• _WORK TO COMPLETE_
Please quote, word for word, the part of the data below that opens with the line containing "like [[324, 605]]." and closes with the line containing "[[333, 679], [109, 436], [402, 747]]", including both of those lines.
## begin WORKING DATA
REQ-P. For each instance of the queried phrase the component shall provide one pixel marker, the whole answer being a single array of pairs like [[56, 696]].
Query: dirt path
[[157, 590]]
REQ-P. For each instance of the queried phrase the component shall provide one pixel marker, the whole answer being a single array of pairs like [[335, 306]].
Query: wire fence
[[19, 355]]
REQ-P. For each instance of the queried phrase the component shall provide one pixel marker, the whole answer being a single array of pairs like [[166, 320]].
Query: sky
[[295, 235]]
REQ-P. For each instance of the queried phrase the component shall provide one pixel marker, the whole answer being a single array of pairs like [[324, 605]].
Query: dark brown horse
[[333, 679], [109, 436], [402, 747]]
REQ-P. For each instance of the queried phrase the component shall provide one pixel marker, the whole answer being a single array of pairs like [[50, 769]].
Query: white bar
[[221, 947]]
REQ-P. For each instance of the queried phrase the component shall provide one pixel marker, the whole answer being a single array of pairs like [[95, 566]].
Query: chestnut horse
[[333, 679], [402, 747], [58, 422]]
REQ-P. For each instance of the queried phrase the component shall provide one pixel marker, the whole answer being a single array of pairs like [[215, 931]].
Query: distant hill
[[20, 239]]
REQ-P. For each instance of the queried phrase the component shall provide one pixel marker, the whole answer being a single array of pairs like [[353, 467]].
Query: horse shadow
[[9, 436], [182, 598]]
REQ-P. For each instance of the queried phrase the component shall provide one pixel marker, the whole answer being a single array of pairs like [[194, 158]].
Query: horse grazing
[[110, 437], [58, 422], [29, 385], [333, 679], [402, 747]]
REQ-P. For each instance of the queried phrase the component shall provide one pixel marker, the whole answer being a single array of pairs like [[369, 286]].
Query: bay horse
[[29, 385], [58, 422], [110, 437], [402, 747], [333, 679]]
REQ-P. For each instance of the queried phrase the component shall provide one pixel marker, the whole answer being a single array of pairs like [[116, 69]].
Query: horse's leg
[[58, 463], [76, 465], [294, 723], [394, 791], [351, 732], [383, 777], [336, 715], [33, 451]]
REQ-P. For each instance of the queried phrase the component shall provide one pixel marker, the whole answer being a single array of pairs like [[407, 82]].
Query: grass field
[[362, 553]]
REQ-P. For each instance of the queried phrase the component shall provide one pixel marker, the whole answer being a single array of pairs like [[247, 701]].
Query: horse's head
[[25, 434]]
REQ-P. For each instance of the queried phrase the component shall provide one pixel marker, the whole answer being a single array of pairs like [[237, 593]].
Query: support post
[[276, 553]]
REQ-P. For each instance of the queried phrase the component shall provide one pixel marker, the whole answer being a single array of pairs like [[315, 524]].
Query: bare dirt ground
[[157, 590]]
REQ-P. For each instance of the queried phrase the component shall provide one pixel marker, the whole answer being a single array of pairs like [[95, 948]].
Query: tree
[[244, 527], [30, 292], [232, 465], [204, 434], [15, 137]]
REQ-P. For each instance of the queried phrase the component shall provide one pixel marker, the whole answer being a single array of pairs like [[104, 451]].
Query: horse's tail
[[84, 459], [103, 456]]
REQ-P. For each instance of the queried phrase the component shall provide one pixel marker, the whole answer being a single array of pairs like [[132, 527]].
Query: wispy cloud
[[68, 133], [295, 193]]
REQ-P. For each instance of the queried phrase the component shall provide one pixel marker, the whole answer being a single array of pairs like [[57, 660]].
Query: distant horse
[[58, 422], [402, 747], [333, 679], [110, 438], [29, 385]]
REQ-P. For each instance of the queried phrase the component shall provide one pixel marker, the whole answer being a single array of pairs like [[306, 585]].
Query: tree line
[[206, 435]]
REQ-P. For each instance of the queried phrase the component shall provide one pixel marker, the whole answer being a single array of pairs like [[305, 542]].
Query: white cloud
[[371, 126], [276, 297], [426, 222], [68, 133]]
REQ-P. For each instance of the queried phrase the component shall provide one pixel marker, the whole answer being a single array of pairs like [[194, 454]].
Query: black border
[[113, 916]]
## end WORKING DATA
## begin WORKING DATA
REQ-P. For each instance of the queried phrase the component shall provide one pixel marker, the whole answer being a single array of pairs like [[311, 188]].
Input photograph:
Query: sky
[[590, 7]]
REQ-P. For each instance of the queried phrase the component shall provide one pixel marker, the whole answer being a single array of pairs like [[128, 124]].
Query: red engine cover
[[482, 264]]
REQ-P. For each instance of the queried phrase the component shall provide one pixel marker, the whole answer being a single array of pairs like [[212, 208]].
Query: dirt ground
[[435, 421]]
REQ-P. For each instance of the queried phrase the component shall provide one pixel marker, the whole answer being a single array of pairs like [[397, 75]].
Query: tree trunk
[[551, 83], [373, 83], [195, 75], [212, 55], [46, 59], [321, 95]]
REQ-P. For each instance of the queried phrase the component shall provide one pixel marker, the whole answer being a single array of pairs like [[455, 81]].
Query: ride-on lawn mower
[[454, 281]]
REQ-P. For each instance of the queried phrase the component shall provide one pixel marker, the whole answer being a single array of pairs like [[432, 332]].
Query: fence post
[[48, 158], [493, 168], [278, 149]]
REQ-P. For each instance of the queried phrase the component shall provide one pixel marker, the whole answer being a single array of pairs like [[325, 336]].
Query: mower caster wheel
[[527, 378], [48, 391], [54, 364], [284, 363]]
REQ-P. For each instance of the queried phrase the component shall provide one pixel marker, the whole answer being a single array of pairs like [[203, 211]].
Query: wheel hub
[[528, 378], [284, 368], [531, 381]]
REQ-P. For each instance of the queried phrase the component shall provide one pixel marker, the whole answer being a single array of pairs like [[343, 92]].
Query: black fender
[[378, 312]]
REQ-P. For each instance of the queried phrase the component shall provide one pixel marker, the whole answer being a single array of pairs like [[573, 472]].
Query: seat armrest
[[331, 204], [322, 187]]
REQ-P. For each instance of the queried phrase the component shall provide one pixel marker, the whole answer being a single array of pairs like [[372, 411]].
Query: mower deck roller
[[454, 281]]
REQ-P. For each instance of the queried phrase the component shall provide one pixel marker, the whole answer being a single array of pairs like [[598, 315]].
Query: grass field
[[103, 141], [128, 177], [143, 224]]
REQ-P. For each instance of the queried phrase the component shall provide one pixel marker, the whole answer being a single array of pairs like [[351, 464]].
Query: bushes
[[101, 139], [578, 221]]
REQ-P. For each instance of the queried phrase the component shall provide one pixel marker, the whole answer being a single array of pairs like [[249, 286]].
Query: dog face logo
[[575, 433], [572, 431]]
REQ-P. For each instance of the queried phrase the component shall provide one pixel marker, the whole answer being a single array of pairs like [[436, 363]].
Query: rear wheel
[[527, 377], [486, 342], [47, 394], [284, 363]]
## end WORKING DATA
• _RESULT OF THE TASK_
REQ-P. For each instance of the queried phrase the component shall provide one pixel marker, the whole answer being a single array of pairs like [[324, 605]].
Query: dark brown horse
[[333, 679], [109, 436], [402, 747]]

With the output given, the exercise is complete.